**DIRECTIONS FOR THIS TASK**
Output all records verbatim.

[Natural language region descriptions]
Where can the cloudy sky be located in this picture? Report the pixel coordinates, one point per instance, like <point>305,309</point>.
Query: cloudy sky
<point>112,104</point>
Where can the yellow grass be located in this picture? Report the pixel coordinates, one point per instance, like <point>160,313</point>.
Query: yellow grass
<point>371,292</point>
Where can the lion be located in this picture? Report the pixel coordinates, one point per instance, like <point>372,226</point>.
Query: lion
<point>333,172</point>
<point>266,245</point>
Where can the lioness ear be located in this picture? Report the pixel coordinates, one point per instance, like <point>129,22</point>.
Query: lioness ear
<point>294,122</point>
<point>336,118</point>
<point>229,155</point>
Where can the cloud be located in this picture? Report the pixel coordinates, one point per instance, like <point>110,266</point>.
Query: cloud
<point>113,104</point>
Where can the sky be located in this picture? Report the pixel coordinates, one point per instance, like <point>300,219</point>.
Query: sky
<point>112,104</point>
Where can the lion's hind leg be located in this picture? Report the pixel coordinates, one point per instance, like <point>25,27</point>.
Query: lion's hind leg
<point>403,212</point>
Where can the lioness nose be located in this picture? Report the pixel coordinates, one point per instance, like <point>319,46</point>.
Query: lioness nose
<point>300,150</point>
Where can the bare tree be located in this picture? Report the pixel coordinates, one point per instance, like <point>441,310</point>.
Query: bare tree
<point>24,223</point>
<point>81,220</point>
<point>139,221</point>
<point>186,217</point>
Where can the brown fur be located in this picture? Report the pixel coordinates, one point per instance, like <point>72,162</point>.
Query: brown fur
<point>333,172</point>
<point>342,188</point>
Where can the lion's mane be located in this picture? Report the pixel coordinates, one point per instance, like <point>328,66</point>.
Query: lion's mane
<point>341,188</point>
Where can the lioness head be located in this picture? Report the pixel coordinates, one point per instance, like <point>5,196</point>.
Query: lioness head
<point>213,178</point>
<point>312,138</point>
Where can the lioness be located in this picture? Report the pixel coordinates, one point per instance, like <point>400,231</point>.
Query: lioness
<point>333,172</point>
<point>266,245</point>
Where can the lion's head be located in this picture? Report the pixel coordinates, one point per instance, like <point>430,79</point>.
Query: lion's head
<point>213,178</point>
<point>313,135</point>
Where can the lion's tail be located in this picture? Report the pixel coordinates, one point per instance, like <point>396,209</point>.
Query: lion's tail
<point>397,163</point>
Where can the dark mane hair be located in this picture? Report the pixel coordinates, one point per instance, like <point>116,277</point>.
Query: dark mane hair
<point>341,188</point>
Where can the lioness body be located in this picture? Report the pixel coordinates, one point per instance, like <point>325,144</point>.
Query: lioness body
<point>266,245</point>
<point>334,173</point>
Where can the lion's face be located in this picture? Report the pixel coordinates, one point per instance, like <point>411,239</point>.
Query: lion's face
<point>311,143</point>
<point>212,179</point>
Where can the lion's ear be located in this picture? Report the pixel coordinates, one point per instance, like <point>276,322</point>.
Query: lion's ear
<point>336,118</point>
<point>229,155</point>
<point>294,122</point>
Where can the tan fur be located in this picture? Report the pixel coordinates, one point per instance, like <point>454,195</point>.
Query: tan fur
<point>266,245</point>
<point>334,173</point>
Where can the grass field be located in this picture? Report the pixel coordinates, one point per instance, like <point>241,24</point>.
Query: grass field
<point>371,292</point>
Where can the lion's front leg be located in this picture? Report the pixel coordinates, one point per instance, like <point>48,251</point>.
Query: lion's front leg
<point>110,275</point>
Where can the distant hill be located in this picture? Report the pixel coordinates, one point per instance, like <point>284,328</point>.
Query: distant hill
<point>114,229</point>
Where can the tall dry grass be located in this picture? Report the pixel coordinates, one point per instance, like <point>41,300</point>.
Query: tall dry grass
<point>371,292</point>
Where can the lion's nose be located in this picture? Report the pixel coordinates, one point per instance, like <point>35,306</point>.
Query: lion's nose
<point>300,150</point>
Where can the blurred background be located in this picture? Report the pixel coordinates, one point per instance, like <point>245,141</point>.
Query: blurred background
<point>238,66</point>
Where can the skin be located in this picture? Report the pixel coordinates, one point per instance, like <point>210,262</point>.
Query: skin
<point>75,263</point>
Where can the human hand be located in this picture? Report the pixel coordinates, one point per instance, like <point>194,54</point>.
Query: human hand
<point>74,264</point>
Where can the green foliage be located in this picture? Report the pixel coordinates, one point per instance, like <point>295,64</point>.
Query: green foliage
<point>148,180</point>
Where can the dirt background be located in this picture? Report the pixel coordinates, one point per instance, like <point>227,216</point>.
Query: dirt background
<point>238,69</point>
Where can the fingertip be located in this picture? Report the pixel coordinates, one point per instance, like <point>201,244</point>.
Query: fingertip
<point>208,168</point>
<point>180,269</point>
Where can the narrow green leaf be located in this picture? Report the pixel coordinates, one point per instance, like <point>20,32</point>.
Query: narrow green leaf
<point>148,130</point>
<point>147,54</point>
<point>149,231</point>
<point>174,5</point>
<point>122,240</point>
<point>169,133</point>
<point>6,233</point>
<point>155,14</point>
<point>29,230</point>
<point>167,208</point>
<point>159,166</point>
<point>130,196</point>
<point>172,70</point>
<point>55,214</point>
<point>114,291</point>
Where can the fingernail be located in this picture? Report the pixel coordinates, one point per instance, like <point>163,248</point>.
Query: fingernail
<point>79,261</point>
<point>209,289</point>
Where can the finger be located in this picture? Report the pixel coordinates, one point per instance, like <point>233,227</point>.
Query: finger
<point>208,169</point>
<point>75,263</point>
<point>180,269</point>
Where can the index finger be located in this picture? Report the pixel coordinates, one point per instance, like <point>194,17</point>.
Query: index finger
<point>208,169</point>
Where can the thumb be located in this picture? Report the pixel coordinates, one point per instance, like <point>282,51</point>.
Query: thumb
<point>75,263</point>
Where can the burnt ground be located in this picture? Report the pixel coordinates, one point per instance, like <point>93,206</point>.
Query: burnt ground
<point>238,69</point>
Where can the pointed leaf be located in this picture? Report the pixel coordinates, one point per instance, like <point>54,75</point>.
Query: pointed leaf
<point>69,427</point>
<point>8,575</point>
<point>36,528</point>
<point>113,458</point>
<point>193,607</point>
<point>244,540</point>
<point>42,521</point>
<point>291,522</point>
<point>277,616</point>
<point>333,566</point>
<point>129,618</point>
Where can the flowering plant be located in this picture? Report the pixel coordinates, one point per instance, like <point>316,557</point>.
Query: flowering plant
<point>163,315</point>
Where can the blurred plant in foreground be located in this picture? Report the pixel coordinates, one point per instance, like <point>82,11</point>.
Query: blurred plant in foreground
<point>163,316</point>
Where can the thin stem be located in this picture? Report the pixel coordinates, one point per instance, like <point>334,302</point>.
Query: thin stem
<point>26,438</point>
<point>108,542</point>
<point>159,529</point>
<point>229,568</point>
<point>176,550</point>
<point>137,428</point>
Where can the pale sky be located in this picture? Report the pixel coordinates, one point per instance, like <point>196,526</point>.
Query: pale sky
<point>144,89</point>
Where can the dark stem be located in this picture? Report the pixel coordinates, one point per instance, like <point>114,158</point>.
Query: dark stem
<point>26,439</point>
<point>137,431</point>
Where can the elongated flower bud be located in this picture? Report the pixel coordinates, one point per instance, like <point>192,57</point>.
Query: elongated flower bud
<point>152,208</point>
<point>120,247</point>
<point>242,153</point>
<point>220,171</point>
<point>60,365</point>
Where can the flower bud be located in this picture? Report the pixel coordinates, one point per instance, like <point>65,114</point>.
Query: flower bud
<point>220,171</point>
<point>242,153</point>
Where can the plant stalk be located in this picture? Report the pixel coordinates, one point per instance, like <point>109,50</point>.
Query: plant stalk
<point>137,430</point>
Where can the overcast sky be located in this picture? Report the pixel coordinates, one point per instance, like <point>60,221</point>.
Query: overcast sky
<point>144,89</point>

**TASK ANSWER**
Where can the cloudy sky be located in this picture? Report the pixel coordinates, one point per instance, like <point>305,309</point>.
Query: cloudy sky
<point>112,104</point>
Where can the yellow grass be located in this picture? Report the pixel coordinates, one point per instance, like <point>160,313</point>.
Query: yellow grass
<point>371,292</point>
Where can the lion be located in this picture? Report the pixel coordinates, one point per instance, like <point>372,226</point>.
Query: lion
<point>333,172</point>
<point>266,245</point>
Where can the lioness ear be located in this picture? Report the pixel coordinates, one point per instance, like <point>129,22</point>.
Query: lioness ear
<point>294,122</point>
<point>336,118</point>
<point>229,155</point>
Where can the cloud be located in this picture? Report the pixel coordinates, one point per instance, like <point>110,266</point>.
Query: cloud
<point>113,104</point>
Where can the sky be located in this picture? Report the pixel coordinates, one point per instance, like <point>300,219</point>.
Query: sky
<point>112,104</point>
Where can the lion's hind leg be located in this picture? Report the pixel coordinates, one point per instance, like <point>25,27</point>.
Query: lion's hind leg
<point>403,212</point>
Where can the lioness nose be located in this picture? Report the pixel coordinates, one point per instance, like <point>319,46</point>.
Query: lioness nose
<point>300,150</point>
Where can the bare tree be located in this picture? Report the pixel coordinates, one point per instance, like <point>441,310</point>.
Query: bare tree
<point>24,223</point>
<point>81,220</point>
<point>139,221</point>
<point>186,217</point>
Where can the brown fur be located in this picture? Report the pixel coordinates, one point per instance, like <point>72,162</point>.
Query: brown fur
<point>333,172</point>
<point>342,188</point>
Where can the lion's mane be located in this picture? Report the pixel coordinates, one point per instance, like <point>328,66</point>.
Query: lion's mane
<point>341,188</point>
Where can the lioness head be located in this picture? Report the pixel coordinates, one point per instance, like <point>5,196</point>.
Query: lioness head
<point>213,178</point>
<point>312,138</point>
Where can the lioness be located in this picture? Report the pixel coordinates, one point per instance, like <point>400,231</point>.
Query: lioness
<point>333,172</point>
<point>266,245</point>
Where can the lion's head be located in this picture? Report the pixel coordinates, one point per instance, like <point>430,79</point>.
Query: lion's head
<point>213,178</point>
<point>313,135</point>
Where can the lion's tail be located in this picture? Report the pixel coordinates, one point per instance, like <point>396,209</point>.
Query: lion's tail
<point>397,163</point>
Where can the dark mane hair be located in this picture? Report the pixel coordinates, one point per instance, like <point>116,277</point>.
Query: dark mane hair
<point>341,188</point>
Where can the lioness body be located in this picture? Report the pixel coordinates, one point per instance, like <point>325,144</point>.
Query: lioness body
<point>266,245</point>
<point>334,173</point>
Where can the lion's face be located in this picture? Report the pixel coordinates, one point per instance, like <point>411,239</point>.
Query: lion's face
<point>311,143</point>
<point>212,179</point>
Where can the lion's ear be located in this picture? Report the pixel coordinates, one point per instance, like <point>276,322</point>.
Query: lion's ear
<point>336,118</point>
<point>229,155</point>
<point>294,122</point>
Where can the tan fur be located in this picture? Report the pixel coordinates, one point per instance, like <point>454,195</point>.
Query: tan fur
<point>266,245</point>
<point>334,173</point>
Where can the grass field be located in this picture? Report the pixel coordinates, one point per instance, like <point>241,24</point>.
Query: grass field
<point>371,292</point>
Where can the lion's front leg be located in this picture? Report the pixel coordinates, one point per instance, like <point>48,251</point>.
Query: lion's front leg
<point>110,275</point>
Where can the distant hill be located in this picture? Report the pixel coordinates, one point per instance, like <point>284,328</point>.
Query: distant hill
<point>114,229</point>
Where can the tall dry grass be located in this picture? Report the pixel coordinates, one point per instance, like <point>41,300</point>.
Query: tall dry grass
<point>371,292</point>
Where can the lion's nose be located in this picture? Report the pixel coordinates, one point per instance, like <point>35,306</point>.
Query: lion's nose
<point>300,150</point>
Where can the blurred background be located in this picture? Report the pixel coordinates, one point per instance, like <point>245,141</point>.
Query: blurred background
<point>238,66</point>
Where can the skin be located in this picture? Report the pixel coordinates, one point per instance, like <point>210,262</point>.
Query: skin
<point>75,263</point>
Where can the human hand be located in this picture? Report the pixel coordinates, one point per instance, like <point>194,54</point>.
Query: human hand
<point>74,264</point>
Where can the green foliage be located in this picture? Report the pixel coordinates, one point per instance, like <point>295,64</point>.
Query: green foliage
<point>148,180</point>
Where can the dirt background be located in this picture? Report the pixel coordinates, one point per instance, like <point>227,216</point>.
Query: dirt background
<point>238,69</point>
Where can the fingertip be located in this picture? Report the pixel coordinates, one point per instance, like <point>201,244</point>.
Query: fingertip
<point>208,168</point>
<point>180,269</point>
Where can the narrow green leaf be located in this picture? Report the pixel coordinates, one point per instance, like <point>20,32</point>.
Query: narrow green leaf
<point>148,130</point>
<point>147,54</point>
<point>149,231</point>
<point>174,5</point>
<point>122,240</point>
<point>169,133</point>
<point>6,233</point>
<point>155,14</point>
<point>29,230</point>
<point>167,208</point>
<point>159,166</point>
<point>130,196</point>
<point>172,70</point>
<point>55,214</point>
<point>114,291</point>
Where can the fingernail be located in this picture? Report the pixel coordinates, one point per instance, like <point>163,248</point>.
Query: fingernail
<point>79,261</point>
<point>209,289</point>
Where can the finger be located in this picture? Report the pixel coordinates, one point per instance, like <point>233,227</point>.
Query: finger
<point>208,169</point>
<point>75,263</point>
<point>180,269</point>
Where can the index finger be located in this picture? Report the pixel coordinates, one point per instance, like <point>194,17</point>.
Query: index finger
<point>208,169</point>
Where can the thumb be located in this picture? Report the pixel coordinates, one point per instance, like <point>282,51</point>.
Query: thumb
<point>75,263</point>
Where can the burnt ground be located in this picture? Report the pixel coordinates, one point per instance, like <point>93,206</point>.
Query: burnt ground
<point>238,69</point>
Where can the pointed leaf be located in this picture? Report the pixel coordinates, one point per instance, like <point>54,75</point>.
Query: pointed leaf
<point>69,427</point>
<point>8,575</point>
<point>36,528</point>
<point>113,458</point>
<point>193,607</point>
<point>244,540</point>
<point>42,521</point>
<point>291,522</point>
<point>277,616</point>
<point>333,566</point>
<point>129,618</point>
Where can the flowering plant be located in this picture? Report the pixel coordinates, one point per instance, like <point>316,557</point>.
Query: flowering plant
<point>163,315</point>
Where can the blurred plant in foreground be located in this picture? Report the pixel coordinates, one point per instance, like <point>82,11</point>.
Query: blurred plant in foreground
<point>163,316</point>
Where can the thin stem be located in this picture? Report the pixel coordinates, one point per instance, like <point>334,302</point>.
Query: thin stem
<point>26,438</point>
<point>108,542</point>
<point>159,529</point>
<point>229,568</point>
<point>176,550</point>
<point>137,428</point>
Where can the pale sky be located in this picture? Report the pixel coordinates, one point per instance, like <point>196,526</point>.
Query: pale sky
<point>144,89</point>
Where can the dark stem be located in this picture? Report the pixel coordinates, one point per instance, like <point>114,158</point>.
Query: dark stem
<point>26,439</point>
<point>137,431</point>
Where can the elongated flower bud be located in this picture? Report the pixel coordinates, one point per instance, like <point>192,57</point>.
Query: elongated flower bud
<point>152,208</point>
<point>120,247</point>
<point>242,153</point>
<point>220,171</point>
<point>60,365</point>
Where can the flower bud be located in this picture? Report the pixel coordinates, one point per instance, like <point>65,114</point>.
Query: flower bud
<point>220,171</point>
<point>242,153</point>
Where can the plant stalk be located in this picture? Report the pixel coordinates, one point per instance, like <point>109,50</point>.
Query: plant stalk
<point>137,430</point>
Where can the overcast sky be located in this picture? Report the pixel coordinates, one point per instance, like <point>60,221</point>.
Query: overcast sky
<point>144,89</point>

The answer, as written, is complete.